Task description
Count the lines in the records below that contain the word "chair" and give only that number.

Records of points on named objects
* * * *
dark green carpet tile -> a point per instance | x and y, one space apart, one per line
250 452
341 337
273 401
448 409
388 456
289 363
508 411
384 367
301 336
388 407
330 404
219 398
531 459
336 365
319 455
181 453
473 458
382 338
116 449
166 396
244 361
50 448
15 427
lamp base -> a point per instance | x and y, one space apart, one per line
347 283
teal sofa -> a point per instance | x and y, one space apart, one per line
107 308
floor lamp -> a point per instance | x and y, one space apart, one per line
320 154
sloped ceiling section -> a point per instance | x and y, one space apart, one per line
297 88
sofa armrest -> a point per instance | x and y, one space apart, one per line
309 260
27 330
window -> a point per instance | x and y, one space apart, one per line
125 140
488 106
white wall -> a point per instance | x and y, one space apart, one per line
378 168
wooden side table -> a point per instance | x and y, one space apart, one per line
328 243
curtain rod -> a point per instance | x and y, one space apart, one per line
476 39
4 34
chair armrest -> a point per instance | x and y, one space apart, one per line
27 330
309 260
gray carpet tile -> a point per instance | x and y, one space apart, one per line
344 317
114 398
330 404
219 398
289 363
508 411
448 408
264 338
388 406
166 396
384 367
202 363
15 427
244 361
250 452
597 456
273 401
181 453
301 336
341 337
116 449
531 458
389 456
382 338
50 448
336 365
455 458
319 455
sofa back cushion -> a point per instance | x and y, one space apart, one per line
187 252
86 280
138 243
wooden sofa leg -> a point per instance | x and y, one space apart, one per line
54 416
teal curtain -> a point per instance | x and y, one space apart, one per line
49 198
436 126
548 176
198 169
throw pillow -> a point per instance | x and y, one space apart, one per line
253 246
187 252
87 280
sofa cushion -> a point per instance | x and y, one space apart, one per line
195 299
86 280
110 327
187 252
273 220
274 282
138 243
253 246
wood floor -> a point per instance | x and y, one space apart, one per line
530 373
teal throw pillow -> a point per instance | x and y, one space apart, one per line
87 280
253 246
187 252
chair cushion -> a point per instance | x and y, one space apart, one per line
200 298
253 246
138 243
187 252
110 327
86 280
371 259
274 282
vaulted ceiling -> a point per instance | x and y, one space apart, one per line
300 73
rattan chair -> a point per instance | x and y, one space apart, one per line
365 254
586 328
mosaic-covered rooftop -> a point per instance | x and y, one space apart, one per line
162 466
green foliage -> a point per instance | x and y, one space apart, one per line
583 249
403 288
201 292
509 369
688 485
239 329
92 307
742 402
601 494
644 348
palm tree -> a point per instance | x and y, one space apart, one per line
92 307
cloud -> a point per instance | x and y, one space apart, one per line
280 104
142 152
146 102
* * * *
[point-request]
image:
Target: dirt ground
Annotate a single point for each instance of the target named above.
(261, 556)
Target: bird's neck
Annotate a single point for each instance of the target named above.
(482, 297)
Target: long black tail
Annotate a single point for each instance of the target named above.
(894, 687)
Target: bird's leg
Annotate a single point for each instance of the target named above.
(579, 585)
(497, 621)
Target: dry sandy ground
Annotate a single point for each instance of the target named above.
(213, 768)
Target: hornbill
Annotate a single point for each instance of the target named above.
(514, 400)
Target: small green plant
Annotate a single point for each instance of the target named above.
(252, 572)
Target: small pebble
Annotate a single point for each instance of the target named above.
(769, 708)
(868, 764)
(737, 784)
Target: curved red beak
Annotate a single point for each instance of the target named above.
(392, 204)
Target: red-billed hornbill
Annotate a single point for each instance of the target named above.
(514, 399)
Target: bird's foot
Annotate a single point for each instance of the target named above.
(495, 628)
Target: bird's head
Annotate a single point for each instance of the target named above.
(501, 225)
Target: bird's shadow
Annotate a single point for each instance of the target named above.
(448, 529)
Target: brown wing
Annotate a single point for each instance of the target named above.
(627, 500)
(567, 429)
* * * *
Result
3